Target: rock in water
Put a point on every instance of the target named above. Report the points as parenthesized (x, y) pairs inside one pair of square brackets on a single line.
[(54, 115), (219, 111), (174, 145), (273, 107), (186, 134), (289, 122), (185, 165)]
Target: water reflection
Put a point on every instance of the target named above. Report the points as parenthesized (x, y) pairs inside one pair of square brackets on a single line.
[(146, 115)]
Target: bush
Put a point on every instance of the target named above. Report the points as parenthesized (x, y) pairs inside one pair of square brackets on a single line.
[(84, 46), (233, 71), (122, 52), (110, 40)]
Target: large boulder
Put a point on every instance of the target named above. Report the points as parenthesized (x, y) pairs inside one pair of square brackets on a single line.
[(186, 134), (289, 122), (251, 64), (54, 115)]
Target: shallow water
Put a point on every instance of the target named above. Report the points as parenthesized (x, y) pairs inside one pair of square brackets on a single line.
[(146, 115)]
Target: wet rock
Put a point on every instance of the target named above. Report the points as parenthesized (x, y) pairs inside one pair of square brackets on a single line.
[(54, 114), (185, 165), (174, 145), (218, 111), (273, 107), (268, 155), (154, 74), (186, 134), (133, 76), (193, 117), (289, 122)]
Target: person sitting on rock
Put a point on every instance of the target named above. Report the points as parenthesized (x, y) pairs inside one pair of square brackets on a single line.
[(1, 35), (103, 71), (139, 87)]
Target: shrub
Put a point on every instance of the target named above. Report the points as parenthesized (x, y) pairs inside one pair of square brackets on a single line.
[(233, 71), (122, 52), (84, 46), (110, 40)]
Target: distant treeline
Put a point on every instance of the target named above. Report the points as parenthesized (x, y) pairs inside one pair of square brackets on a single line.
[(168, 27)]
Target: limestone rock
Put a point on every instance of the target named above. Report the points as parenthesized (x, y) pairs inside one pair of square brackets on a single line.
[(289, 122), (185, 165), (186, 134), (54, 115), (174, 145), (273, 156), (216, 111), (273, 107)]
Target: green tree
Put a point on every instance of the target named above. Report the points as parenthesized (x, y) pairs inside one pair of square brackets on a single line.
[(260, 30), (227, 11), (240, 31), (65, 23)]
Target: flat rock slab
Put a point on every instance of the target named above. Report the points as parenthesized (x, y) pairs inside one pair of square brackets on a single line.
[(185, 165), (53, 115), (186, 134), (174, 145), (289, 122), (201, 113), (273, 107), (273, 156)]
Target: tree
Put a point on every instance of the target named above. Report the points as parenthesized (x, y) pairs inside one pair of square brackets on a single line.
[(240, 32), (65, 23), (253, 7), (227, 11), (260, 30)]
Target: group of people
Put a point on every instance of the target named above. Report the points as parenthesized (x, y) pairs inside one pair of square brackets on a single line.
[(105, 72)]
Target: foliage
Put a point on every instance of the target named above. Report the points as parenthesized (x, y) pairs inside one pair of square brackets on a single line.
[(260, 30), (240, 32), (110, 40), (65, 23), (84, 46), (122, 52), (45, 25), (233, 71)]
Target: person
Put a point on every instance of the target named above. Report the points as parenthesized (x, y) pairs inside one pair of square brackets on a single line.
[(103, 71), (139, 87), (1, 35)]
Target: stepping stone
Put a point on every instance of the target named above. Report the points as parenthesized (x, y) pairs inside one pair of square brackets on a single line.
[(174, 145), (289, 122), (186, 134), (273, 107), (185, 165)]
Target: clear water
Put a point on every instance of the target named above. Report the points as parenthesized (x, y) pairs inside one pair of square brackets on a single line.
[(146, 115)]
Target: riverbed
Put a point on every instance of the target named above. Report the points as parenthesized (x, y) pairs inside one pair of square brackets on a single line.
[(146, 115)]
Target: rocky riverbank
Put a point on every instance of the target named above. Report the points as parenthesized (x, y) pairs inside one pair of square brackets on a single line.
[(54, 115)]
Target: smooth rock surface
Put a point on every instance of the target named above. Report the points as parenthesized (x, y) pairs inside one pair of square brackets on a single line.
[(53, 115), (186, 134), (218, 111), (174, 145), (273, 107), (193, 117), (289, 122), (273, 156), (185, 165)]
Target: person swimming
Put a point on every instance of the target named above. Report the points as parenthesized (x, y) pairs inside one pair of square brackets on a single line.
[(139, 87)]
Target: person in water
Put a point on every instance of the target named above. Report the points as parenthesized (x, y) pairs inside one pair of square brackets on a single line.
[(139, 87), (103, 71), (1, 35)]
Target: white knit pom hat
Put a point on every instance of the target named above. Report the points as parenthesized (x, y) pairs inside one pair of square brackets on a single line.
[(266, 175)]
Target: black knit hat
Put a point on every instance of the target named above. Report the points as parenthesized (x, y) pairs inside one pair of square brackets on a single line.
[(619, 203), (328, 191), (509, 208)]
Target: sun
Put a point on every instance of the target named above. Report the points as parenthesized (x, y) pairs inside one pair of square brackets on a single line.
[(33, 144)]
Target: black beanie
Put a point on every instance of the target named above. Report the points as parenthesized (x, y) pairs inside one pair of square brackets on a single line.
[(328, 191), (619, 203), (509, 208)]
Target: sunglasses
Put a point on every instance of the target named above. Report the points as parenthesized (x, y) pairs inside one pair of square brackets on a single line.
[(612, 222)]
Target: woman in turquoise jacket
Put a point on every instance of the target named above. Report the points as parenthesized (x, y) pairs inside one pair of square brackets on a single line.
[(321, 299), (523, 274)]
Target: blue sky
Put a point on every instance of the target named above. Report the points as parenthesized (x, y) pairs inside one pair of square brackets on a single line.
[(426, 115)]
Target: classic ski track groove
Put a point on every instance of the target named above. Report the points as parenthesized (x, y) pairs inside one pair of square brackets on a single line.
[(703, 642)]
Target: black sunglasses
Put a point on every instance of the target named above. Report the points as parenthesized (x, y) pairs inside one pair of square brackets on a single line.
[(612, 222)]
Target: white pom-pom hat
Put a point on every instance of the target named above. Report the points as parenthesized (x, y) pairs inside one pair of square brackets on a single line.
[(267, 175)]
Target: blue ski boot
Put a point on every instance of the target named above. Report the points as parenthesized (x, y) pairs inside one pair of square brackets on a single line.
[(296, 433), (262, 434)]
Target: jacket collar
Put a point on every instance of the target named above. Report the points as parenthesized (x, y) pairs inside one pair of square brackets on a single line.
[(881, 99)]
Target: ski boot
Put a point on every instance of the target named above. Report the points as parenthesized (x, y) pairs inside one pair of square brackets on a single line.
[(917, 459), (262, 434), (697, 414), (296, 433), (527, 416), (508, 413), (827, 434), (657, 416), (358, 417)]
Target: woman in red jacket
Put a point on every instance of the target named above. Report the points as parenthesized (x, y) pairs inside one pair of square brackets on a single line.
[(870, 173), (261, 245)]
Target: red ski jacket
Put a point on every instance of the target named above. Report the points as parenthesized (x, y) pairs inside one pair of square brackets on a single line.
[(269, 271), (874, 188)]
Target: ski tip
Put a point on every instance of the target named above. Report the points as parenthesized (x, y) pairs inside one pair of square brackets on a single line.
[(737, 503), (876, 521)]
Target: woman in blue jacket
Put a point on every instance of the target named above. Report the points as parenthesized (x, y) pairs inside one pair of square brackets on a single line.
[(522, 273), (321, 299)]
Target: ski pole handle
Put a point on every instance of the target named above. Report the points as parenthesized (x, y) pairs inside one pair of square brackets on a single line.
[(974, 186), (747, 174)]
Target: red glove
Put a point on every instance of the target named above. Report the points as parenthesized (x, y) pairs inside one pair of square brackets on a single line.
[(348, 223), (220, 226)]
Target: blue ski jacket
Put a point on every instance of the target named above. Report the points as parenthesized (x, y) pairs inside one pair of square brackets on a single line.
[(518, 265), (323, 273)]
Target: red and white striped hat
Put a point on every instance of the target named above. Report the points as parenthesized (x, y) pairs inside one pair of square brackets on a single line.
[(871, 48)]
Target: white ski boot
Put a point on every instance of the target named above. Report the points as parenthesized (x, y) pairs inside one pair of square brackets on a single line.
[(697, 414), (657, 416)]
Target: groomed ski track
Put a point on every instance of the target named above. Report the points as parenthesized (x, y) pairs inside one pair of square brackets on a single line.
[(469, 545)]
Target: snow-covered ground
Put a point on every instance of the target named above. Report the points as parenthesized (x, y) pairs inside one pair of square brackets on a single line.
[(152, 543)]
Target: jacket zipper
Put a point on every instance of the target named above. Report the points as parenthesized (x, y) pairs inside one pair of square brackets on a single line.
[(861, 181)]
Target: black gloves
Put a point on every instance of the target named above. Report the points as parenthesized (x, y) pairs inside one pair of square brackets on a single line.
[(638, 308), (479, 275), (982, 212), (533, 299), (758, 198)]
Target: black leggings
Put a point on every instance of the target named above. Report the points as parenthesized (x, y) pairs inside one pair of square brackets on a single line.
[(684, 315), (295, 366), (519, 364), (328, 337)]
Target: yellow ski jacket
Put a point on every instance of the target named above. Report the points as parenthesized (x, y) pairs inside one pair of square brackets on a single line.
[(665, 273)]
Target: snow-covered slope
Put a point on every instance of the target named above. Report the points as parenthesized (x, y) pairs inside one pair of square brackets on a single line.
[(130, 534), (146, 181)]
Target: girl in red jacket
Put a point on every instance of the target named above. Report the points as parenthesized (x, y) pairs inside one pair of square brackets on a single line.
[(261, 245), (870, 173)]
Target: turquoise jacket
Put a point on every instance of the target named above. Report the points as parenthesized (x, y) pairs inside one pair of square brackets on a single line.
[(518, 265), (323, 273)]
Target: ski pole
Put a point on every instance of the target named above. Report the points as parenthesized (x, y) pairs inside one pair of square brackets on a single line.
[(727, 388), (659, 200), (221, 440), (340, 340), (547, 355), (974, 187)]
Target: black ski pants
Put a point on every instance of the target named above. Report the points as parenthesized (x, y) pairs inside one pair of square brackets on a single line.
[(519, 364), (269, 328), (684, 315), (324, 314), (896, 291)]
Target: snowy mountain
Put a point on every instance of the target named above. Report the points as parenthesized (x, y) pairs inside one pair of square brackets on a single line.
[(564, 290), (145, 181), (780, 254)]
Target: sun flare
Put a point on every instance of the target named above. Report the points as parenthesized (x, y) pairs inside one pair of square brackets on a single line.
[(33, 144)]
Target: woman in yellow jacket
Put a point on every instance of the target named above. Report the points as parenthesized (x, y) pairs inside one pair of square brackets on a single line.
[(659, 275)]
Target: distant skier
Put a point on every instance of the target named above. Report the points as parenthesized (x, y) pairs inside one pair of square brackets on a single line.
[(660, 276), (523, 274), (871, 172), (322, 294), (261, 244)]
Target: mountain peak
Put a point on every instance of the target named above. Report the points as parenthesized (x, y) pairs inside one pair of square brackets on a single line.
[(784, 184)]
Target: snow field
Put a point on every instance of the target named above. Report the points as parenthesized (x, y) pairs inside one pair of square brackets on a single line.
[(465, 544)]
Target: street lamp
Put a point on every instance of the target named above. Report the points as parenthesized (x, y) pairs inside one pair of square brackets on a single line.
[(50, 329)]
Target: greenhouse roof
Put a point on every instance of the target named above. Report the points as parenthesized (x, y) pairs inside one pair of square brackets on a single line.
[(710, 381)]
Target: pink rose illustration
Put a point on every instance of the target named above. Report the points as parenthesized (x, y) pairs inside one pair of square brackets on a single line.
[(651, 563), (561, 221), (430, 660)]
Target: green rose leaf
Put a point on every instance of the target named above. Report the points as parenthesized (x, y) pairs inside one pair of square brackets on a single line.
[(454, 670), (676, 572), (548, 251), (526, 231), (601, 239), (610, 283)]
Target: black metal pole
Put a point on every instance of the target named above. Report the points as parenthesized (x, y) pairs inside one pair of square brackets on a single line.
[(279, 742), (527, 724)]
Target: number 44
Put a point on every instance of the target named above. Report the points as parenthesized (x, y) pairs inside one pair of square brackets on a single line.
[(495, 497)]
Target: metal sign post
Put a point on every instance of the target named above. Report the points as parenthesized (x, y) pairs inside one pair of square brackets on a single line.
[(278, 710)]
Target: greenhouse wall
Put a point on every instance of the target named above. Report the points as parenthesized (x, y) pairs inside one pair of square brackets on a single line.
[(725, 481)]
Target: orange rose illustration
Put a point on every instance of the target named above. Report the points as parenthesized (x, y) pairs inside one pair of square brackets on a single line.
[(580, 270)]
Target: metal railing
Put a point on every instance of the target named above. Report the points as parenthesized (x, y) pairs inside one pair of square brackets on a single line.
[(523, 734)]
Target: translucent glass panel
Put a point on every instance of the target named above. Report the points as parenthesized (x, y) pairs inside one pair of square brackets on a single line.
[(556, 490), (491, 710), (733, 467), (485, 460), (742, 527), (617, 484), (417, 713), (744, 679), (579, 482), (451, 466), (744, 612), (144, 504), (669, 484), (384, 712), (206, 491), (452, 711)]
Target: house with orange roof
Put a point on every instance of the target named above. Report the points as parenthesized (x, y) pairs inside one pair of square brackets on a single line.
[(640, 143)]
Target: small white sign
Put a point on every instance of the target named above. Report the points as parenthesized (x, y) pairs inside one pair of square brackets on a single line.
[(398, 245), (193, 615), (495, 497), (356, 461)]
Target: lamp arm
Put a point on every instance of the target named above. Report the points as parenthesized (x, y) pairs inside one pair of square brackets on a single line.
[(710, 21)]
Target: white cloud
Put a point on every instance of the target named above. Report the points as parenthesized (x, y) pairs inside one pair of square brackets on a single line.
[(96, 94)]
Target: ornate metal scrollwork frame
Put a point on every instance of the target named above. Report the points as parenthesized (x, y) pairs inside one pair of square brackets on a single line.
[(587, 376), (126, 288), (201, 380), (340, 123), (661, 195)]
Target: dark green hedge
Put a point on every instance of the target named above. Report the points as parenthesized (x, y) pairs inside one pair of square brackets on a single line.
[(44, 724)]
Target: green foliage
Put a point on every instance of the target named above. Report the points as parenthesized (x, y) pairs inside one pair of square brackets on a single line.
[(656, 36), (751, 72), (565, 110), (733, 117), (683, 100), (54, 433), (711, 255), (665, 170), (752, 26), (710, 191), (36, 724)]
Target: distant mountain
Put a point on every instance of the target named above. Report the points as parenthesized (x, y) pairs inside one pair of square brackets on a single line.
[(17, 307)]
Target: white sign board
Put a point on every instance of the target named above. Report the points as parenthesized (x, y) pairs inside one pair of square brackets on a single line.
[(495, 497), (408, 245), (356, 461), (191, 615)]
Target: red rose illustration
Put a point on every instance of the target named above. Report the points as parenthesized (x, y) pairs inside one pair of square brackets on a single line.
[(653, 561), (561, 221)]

────────

Revise the rows starting at the line containing "Target: ski pole handle" and ending at the line containing "[(871, 48)]", changing "blue ski jacket" to "navy ski jacket" and leaving everything else unchanged.

• Answer in full:
Target: ski pole handle
Put a point on every instance of the target named above. Report the points as parenthesized (x, y) pairs inside one pair of square brackets on a single line.
[(974, 186), (747, 174)]
Target: red glove
Put a point on every instance of the target named above. Report the points as parenthesized (x, y) pairs inside one pair of square brackets on a single line.
[(348, 223), (220, 226)]
Target: navy ski jacket
Put a point on every instance of the target named above. Report the points as parenthesized (x, y) pairs inside one pair of square brackets on a single line.
[(518, 265), (323, 273)]
Target: red and white striped hat
Put a point on every instance of the target named above. Report the points as parenthesized (x, y) pairs inside one pair of square brackets on a single line.
[(871, 48)]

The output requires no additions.